[Entries from a dataset]

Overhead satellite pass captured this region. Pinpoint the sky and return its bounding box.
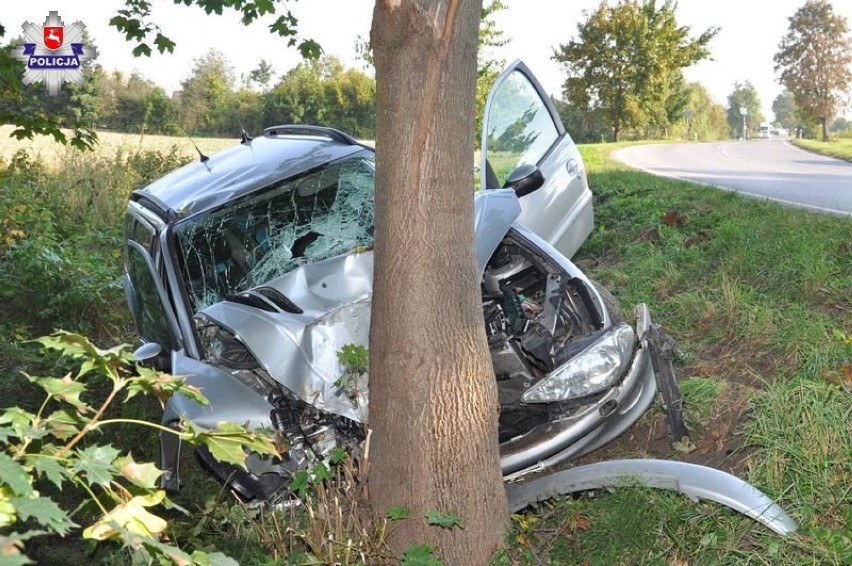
[5,0,852,119]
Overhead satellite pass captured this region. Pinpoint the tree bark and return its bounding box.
[369,0,507,564]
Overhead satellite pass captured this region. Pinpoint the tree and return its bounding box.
[369,0,507,564]
[672,83,730,140]
[775,0,852,141]
[772,89,799,129]
[248,59,275,90]
[0,0,321,149]
[553,0,718,141]
[727,81,764,139]
[178,49,239,136]
[474,0,509,140]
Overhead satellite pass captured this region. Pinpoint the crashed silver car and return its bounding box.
[125,62,682,498]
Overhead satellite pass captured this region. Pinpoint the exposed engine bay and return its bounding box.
[195,231,616,495]
[482,232,604,442]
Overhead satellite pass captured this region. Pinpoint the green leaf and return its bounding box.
[25,374,91,413]
[83,491,168,540]
[74,445,119,487]
[27,452,68,488]
[0,452,33,497]
[10,497,77,535]
[35,330,133,381]
[183,421,278,469]
[424,509,464,529]
[311,462,331,482]
[401,544,444,566]
[0,407,35,444]
[44,409,84,440]
[0,531,40,566]
[154,32,175,53]
[385,505,410,521]
[290,470,311,497]
[192,550,240,566]
[298,39,323,61]
[127,366,208,405]
[131,43,151,57]
[115,454,163,489]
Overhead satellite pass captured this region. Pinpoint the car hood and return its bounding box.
[201,189,521,422]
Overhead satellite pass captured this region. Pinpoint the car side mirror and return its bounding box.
[133,342,163,363]
[503,164,544,197]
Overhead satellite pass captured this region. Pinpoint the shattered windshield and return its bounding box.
[175,156,375,310]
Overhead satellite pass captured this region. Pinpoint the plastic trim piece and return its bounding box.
[506,460,799,535]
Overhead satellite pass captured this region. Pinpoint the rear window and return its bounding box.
[175,157,375,310]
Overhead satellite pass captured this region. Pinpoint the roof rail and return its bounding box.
[263,124,361,145]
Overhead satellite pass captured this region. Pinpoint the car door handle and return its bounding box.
[565,157,580,175]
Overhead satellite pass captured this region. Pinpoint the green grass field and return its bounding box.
[504,145,852,565]
[0,126,239,163]
[793,138,852,161]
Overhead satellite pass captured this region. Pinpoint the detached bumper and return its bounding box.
[500,304,657,480]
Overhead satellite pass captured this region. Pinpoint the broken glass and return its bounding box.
[175,157,375,310]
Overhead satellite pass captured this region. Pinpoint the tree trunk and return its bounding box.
[369,0,507,564]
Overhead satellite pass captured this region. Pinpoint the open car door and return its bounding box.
[480,61,594,258]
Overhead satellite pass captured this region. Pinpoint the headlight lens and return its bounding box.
[521,323,636,403]
[196,314,260,369]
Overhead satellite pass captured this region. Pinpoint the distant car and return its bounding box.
[125,62,676,497]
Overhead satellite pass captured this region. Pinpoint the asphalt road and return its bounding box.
[614,140,852,215]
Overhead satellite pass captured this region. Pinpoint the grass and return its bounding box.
[503,145,852,564]
[0,125,239,163]
[793,138,852,161]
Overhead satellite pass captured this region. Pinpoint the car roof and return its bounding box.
[130,126,373,220]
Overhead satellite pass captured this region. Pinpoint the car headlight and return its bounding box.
[196,314,260,369]
[521,323,636,403]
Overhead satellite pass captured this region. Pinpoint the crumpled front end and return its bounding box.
[198,252,373,423]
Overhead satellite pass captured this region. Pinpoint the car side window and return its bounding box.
[125,241,178,351]
[485,70,559,188]
[175,157,375,310]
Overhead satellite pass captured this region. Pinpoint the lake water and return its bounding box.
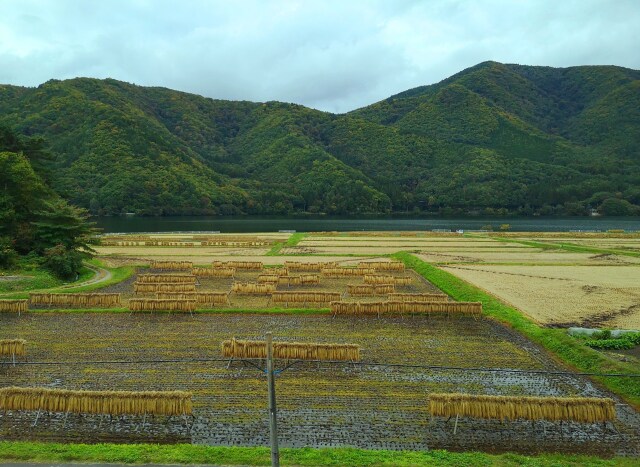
[94,216,640,233]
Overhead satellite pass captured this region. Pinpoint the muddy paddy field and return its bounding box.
[0,312,640,456]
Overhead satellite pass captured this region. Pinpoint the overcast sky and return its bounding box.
[0,0,640,112]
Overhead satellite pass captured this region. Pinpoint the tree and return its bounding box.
[31,198,97,255]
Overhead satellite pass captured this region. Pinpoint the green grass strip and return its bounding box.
[2,259,136,299]
[266,232,307,256]
[392,252,640,409]
[20,307,331,315]
[0,441,637,467]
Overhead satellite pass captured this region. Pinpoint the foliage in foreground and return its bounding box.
[392,252,640,408]
[0,127,94,279]
[0,441,637,467]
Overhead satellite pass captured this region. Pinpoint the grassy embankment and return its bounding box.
[0,441,637,467]
[0,258,135,299]
[266,232,307,256]
[392,253,640,409]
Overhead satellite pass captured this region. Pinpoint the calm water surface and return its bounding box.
[94,216,640,233]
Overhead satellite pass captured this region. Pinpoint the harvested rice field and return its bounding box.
[0,312,640,456]
[418,248,640,266]
[443,265,640,329]
[282,242,530,255]
[85,266,440,310]
[0,232,640,457]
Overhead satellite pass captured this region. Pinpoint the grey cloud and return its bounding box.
[0,0,640,112]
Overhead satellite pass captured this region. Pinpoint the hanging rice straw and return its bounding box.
[429,393,616,423]
[222,337,360,362]
[0,387,192,415]
[0,339,27,357]
[0,299,29,313]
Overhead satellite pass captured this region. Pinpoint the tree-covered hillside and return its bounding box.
[0,62,640,215]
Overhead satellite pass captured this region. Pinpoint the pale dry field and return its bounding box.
[282,243,531,255]
[418,252,640,266]
[298,239,504,248]
[442,265,640,329]
[95,246,270,261]
[100,255,376,267]
[303,235,499,244]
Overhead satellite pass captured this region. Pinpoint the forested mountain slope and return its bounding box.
[0,62,640,215]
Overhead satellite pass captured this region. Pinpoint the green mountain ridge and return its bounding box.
[0,62,640,215]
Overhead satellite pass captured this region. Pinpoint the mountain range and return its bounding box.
[0,62,640,215]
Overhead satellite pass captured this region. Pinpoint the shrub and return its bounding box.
[43,245,84,280]
[0,237,18,269]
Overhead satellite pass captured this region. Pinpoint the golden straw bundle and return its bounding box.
[136,274,196,284]
[29,293,122,308]
[363,274,411,285]
[388,293,449,302]
[0,299,29,313]
[129,298,197,313]
[347,284,396,295]
[358,261,404,272]
[0,387,192,415]
[278,274,320,287]
[284,261,338,272]
[257,274,280,284]
[0,339,27,356]
[151,261,193,271]
[156,292,229,305]
[222,337,360,362]
[271,291,340,303]
[133,282,196,293]
[331,301,482,316]
[429,393,616,423]
[191,268,236,277]
[213,261,264,271]
[231,282,276,295]
[321,268,376,277]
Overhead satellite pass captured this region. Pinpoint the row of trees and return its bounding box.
[0,128,95,279]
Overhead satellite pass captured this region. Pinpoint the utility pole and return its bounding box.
[267,332,280,467]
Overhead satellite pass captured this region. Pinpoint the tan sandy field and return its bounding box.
[442,265,640,329]
[100,254,376,266]
[418,248,640,265]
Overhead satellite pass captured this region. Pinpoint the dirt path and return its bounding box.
[57,264,111,289]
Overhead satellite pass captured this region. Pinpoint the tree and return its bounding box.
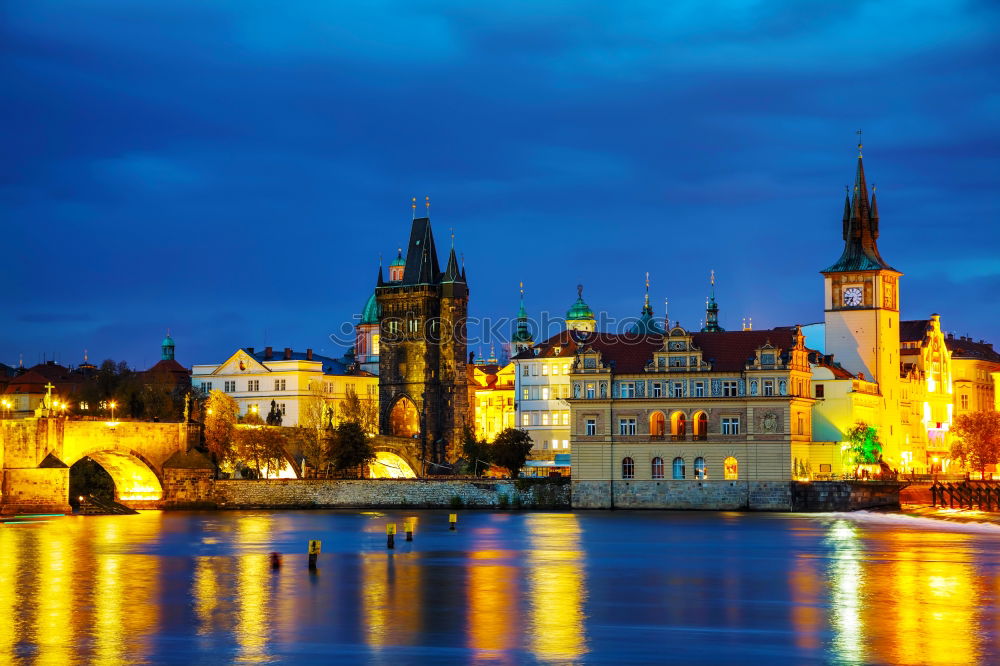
[205,389,240,464]
[462,426,492,476]
[328,421,375,478]
[232,422,285,479]
[847,421,882,465]
[339,390,378,435]
[951,412,1000,478]
[489,428,532,478]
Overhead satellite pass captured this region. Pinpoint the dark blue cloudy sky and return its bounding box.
[0,0,1000,366]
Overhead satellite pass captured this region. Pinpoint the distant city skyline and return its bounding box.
[0,0,1000,368]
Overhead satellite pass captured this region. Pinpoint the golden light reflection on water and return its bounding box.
[525,513,587,661]
[816,521,983,664]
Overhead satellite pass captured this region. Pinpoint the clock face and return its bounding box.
[844,287,862,308]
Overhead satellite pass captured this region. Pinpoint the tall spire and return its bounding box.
[701,270,726,333]
[510,280,534,354]
[822,137,894,273]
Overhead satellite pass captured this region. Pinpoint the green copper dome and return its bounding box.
[361,292,379,324]
[566,284,594,321]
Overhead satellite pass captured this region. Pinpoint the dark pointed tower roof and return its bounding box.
[821,143,895,273]
[402,217,441,284]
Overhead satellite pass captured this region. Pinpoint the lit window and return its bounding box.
[652,456,663,479]
[622,458,635,479]
[722,456,740,481]
[674,456,684,481]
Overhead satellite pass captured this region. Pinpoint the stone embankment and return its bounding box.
[164,479,570,509]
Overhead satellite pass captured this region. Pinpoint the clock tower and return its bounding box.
[822,143,902,386]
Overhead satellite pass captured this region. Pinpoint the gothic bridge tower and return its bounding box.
[375,217,469,466]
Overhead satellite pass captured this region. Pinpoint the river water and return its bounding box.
[0,511,1000,664]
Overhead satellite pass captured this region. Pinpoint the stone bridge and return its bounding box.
[0,418,198,514]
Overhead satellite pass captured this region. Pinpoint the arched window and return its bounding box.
[692,412,708,440]
[694,456,708,479]
[653,456,663,479]
[622,458,635,479]
[722,456,740,481]
[674,456,684,479]
[670,412,687,440]
[649,412,667,437]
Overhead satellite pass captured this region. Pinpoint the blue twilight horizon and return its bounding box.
[0,0,1000,367]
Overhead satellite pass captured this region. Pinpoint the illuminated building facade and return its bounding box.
[569,326,814,484]
[192,347,378,427]
[375,217,470,464]
[469,359,515,442]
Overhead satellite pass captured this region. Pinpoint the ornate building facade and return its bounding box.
[375,217,471,464]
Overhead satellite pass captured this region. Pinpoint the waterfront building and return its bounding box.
[192,347,378,427]
[945,333,1000,416]
[375,217,470,462]
[569,326,815,483]
[469,359,515,442]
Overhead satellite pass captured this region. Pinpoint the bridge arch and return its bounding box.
[64,447,163,504]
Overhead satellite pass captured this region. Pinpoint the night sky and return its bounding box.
[0,0,1000,368]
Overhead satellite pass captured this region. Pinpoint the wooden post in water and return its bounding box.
[309,540,323,571]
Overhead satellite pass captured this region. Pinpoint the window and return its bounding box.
[722,456,740,481]
[622,458,635,479]
[649,412,667,437]
[674,456,684,480]
[653,456,663,479]
[694,456,706,479]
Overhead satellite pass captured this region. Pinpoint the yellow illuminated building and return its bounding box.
[469,363,515,442]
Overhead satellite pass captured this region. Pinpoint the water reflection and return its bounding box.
[525,513,587,660]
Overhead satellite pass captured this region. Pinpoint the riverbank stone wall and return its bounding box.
[203,479,570,509]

WHAT IS BEING ASKED: Turn the rows into a numbered list, beginning at the line that contains "Overhead satellite pass captured this region. Pinpoint the lit" and stopping after the line that contains "[164,479,570,509]". Leave out any blank lines.

EXPECTED ANSWER:
1. Overhead satellite pass captured this region. Pinpoint the lit window and return its bounding box.
2. [652,456,663,479]
3. [622,458,635,479]
4. [722,456,740,481]
5. [674,456,684,481]
6. Overhead satellite pass captured this region. Pinpoint the stone embankment and return its bounding box.
7. [164,479,570,509]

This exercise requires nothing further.